* _GOALS_:
**a.** Echo the part of the knapsack passage that opens with the words containing "The core of the optimistic" and closes with "to that core.".
**b.** In the knapsack passage, which game is said to possibly have an empty core?

* _READING TEXT_:
++++++++

The core of the pessimistic game \(v^{p}\) is non empty and contains \(u\left( x^{\prime }\right) \) for all \(x^{\prime }\in X^{*}\) (see, for instance, Kellerer et al. 2004).

The core of the optimistic game \(v^{o}\) could be empty. In Example 1, \(v^{o}\left( \{1\}\right) +v^{o}\left( \{2\}\right) +v^{o}\left( \{3\}\right) >v^{o}\left( N\right) ,\) so \(c\left( v^{o}\right) =\varnothing .\)

We now prove that the core of the realistic game \(v^{r}\) is non-empty by showing that \(u\left( x^{*}\right) \) belongs to that core.

Theorem 1

For each knapsack problem P,  \(u\left( x^{\prime }\right) \in c\left( v^{r}\right) \) for all \(x^{\prime }\in X^{*}.\)

Proof

Let P be a problem. Assume, to obtain a contradiction, that there exists \(x^{\prime }\in X^{*}\) such that \(u\left( x^{\prime }\right) \notin c(v^{r}).\) Then, there must exist \(S\subset N\) such that

$$\begin{aligned} v^{r}(S)>\sum \limits _{j\in M}p_{j}^{S}x_{j}^{\prime } \end{aligned}$$

.

++++++++

* _SUPPLIED MATERIAL_:

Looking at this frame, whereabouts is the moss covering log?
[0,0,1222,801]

++++++++

* _OUTPUTS IN ORDER_:
**a.**
The core of the optimistic game \(v^{o}\) could be empty. In Example 1, \(v^{o}\left( \{1\}\right) +v^{o}\left( \{2\}\right) +v^{o}\left( \{3\}\right) >v^{o}\left( N\right) ,\) so \(c\left( v^{o}\right) =\varnothing .\)

We now prove that the core of the realistic game \(v^{r}\) is non-empty by showing that \(u\left( x^{*}\right) \) belongs to that core.

**b.** The optimistic game.